**TASK REQUIREMENTS:**
Reproduce every line of the data below verbatim, with no changes.

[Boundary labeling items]
↓

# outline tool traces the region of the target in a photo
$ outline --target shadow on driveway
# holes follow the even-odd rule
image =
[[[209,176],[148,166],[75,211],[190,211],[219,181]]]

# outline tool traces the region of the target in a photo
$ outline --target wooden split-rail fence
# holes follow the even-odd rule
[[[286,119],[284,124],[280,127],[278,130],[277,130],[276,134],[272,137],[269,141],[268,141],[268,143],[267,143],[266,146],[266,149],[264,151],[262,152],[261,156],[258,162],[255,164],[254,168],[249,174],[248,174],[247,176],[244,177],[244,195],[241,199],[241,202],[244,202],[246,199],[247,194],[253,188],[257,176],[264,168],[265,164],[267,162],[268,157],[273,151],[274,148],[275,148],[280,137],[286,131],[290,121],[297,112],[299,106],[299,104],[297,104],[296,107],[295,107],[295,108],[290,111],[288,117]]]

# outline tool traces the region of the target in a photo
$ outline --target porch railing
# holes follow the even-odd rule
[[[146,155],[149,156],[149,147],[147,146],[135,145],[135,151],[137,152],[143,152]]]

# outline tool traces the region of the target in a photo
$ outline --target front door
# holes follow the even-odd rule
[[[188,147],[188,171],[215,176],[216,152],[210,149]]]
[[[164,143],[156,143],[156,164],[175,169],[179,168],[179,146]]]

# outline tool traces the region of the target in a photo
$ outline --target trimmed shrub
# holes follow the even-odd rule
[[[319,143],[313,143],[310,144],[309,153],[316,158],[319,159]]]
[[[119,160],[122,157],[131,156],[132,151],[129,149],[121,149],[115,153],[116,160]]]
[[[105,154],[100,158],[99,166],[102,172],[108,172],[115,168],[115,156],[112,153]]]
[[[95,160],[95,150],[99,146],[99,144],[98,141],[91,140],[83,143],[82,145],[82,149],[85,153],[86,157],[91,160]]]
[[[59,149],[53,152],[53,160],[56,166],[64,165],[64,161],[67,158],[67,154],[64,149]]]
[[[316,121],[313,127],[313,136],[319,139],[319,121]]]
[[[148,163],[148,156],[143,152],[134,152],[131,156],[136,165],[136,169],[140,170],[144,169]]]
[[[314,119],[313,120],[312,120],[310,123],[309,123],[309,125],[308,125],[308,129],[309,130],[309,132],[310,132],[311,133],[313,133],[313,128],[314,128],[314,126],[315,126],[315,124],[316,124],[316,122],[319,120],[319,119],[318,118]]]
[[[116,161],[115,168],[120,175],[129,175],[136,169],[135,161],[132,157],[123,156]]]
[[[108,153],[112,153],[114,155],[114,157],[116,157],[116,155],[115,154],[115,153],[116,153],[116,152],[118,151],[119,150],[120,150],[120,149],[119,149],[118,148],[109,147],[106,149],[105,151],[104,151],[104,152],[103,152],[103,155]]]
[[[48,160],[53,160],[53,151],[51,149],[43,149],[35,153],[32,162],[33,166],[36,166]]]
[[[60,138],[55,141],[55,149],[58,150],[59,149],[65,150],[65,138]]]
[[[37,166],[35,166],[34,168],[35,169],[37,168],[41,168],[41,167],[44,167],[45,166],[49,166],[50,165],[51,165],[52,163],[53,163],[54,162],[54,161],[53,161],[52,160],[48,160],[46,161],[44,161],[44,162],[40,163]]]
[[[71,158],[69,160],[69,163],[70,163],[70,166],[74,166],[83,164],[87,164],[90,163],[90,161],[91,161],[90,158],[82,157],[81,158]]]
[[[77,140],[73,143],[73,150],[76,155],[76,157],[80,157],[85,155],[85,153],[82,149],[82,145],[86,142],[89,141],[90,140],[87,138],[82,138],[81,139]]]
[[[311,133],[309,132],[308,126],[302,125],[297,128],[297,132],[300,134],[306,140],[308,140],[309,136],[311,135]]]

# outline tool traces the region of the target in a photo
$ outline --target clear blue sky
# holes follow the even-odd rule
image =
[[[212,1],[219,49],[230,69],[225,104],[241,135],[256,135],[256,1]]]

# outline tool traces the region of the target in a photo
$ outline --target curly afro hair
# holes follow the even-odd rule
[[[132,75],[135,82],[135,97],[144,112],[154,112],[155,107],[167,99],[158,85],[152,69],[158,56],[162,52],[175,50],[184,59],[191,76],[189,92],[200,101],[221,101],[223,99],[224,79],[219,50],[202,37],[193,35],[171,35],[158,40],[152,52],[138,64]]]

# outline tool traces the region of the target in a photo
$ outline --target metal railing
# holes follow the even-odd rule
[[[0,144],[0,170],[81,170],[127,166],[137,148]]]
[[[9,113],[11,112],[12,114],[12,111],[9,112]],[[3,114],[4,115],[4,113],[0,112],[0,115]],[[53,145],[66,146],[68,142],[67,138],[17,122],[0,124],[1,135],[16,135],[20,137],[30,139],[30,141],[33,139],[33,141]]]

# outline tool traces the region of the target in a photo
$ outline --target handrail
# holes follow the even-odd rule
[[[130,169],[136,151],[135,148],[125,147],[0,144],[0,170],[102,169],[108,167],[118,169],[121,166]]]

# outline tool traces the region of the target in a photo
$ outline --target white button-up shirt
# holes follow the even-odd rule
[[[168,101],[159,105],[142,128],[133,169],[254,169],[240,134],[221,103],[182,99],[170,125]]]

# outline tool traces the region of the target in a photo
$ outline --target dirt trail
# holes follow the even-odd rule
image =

↑

**WRITTEN RESPONSE:**
# outline tool traces the region of the target in a photo
$ outline --target shadow on driveway
# holes follow the even-odd rule
image =
[[[209,176],[148,166],[75,211],[190,211],[219,181]]]

# outline tool traces the region of the target in a photo
$ outline --target wooden split-rail fence
# holes follow the even-odd rule
[[[286,119],[284,124],[280,127],[278,130],[277,130],[276,134],[272,137],[269,141],[268,141],[268,143],[267,143],[266,146],[266,149],[264,151],[262,152],[261,156],[258,162],[255,164],[254,168],[249,174],[248,174],[247,176],[244,177],[244,195],[241,199],[241,202],[244,202],[246,199],[247,194],[253,188],[257,176],[264,168],[265,164],[267,162],[268,157],[273,151],[274,148],[275,148],[280,137],[286,131],[290,121],[297,112],[299,106],[299,104],[297,104],[296,107],[295,107],[295,108],[290,111],[288,117]]]

# outline tool traces the region of the target in a photo
$ outline --target porch railing
# holes follow the even-odd rule
[[[146,155],[149,156],[149,147],[147,146],[135,145],[135,151],[137,152],[143,152]]]

# outline tool traces the region of the target in a photo
$ outline --target front door
# holes follow the even-odd rule
[[[188,147],[188,171],[215,176],[216,152],[210,149]]]
[[[164,143],[156,143],[156,164],[175,169],[179,168],[179,146]]]

# outline tool traces the region of the target in a photo
$ outline --target trimmed shrub
# holes follow the even-odd rule
[[[319,143],[313,143],[310,144],[309,153],[316,158],[319,159]]]
[[[119,160],[122,157],[131,156],[132,151],[129,149],[121,149],[115,153],[116,160]]]
[[[105,154],[100,158],[99,166],[102,172],[108,172],[115,168],[115,156],[112,153]]]
[[[95,160],[95,150],[99,146],[99,144],[98,141],[91,140],[83,143],[82,145],[82,149],[85,153],[86,157],[91,160]]]
[[[59,149],[53,152],[53,160],[56,166],[64,165],[64,161],[67,158],[67,154],[64,149]]]
[[[316,121],[313,127],[313,136],[319,139],[319,121]]]
[[[148,163],[148,156],[143,152],[134,152],[131,156],[136,165],[136,169],[140,170],[144,169]]]
[[[314,119],[313,120],[312,120],[310,123],[309,123],[309,125],[308,125],[308,129],[309,130],[309,132],[310,132],[311,133],[313,133],[313,128],[314,128],[314,126],[315,126],[315,124],[316,124],[316,122],[319,120],[319,119],[318,118]]]
[[[116,161],[115,168],[120,175],[129,175],[136,169],[135,161],[132,157],[123,156]]]
[[[108,153],[112,153],[114,155],[114,157],[116,157],[116,155],[115,154],[115,153],[116,153],[116,152],[118,151],[119,150],[120,150],[120,149],[119,149],[118,148],[109,147],[106,149],[105,151],[104,151],[104,152],[103,152],[103,155]]]
[[[48,160],[53,160],[53,151],[51,149],[43,149],[35,153],[32,162],[33,166],[36,166]]]
[[[60,138],[55,141],[55,149],[58,150],[59,149],[65,150],[65,138]]]
[[[37,166],[35,166],[34,168],[35,169],[37,168],[41,168],[41,167],[44,167],[45,166],[49,166],[50,165],[51,165],[52,163],[53,163],[54,162],[54,161],[53,161],[52,160],[48,160],[46,161],[44,161],[44,162],[40,163]]]
[[[71,158],[69,160],[69,163],[70,163],[70,166],[74,166],[83,164],[87,164],[90,163],[90,161],[91,161],[90,158],[82,157],[81,158]]]
[[[77,140],[73,143],[73,150],[76,155],[76,157],[80,157],[85,155],[85,153],[82,149],[82,145],[86,142],[89,141],[90,140],[87,138],[82,138],[81,139]]]
[[[311,133],[309,132],[308,126],[302,125],[297,128],[297,132],[300,134],[306,140],[308,140],[309,136],[311,135]]]

# outline tool traces the region of the target in a photo
$ outline --target clear blue sky
# holes follow the even-odd rule
image =
[[[212,1],[219,49],[230,69],[225,104],[241,135],[256,135],[256,1]]]

# outline tool traces the region of the target in a photo
$ outline --target curly afro hair
# holes follow the even-odd rule
[[[132,75],[135,82],[135,97],[144,112],[154,112],[155,107],[167,99],[158,85],[152,69],[158,56],[162,52],[175,50],[184,59],[191,76],[189,92],[200,101],[221,101],[223,99],[224,79],[219,50],[202,37],[193,35],[171,35],[158,40],[152,52],[138,64]]]

# outline tool traces the region of the target in a photo
$ outline --target metal railing
# holes follow the even-odd rule
[[[0,144],[0,170],[81,170],[127,166],[137,148]]]
[[[9,113],[11,112],[12,114],[12,111],[9,112]],[[3,114],[4,115],[4,113],[0,112],[0,115]],[[53,145],[66,146],[68,142],[67,138],[17,122],[0,124],[1,135],[16,135],[20,137],[30,139],[30,141],[33,139],[33,141]]]

# outline tool traces the region of the target in a photo
$ outline --target handrail
# holes follow the even-odd rule
[[[130,169],[136,151],[135,148],[125,147],[0,144],[0,170],[102,169],[108,167],[118,169],[121,166]]]

# outline tool traces the region of the target in a photo
$ outline --target white button-up shirt
# holes follow the even-odd rule
[[[168,101],[159,105],[142,128],[133,169],[254,169],[240,134],[221,103],[182,99],[170,125]]]

# outline tool traces the region of the target in a photo
$ outline --target dirt trail
# holes follow the even-odd rule
image =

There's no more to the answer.